### Job
How many of the lines below contain the word "jacket", matching case exactly? Reply with the number alone.

(Excerpts from point annotation data)
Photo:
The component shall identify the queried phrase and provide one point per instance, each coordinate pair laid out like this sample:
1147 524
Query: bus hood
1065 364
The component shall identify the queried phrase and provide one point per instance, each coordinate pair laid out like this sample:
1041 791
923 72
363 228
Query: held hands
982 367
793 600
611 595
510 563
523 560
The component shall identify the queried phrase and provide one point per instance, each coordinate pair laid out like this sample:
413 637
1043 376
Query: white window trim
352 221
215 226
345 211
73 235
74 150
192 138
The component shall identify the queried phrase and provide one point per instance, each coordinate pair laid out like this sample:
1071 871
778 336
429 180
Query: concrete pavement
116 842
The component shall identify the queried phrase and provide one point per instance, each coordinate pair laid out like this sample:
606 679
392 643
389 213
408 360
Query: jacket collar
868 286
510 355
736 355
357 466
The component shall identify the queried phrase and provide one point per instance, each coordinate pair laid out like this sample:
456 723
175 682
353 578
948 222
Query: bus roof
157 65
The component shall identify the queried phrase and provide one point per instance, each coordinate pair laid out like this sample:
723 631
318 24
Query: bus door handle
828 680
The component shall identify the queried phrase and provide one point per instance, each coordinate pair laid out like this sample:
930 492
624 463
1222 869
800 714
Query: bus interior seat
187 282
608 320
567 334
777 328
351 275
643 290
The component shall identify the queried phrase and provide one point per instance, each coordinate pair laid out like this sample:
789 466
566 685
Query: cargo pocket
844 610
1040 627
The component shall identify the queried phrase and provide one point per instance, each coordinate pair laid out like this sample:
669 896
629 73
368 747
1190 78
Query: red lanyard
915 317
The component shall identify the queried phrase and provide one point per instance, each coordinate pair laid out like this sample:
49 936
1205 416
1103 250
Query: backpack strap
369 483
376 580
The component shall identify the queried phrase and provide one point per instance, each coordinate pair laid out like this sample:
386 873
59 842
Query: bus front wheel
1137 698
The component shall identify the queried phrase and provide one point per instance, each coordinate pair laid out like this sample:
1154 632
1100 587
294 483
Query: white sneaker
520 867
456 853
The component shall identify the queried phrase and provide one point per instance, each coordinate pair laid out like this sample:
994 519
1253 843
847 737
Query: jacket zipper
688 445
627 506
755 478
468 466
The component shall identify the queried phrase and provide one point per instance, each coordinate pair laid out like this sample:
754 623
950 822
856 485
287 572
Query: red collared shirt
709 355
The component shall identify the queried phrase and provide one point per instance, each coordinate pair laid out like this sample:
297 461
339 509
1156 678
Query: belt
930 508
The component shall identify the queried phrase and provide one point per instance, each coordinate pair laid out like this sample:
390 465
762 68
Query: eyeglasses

### The reply
2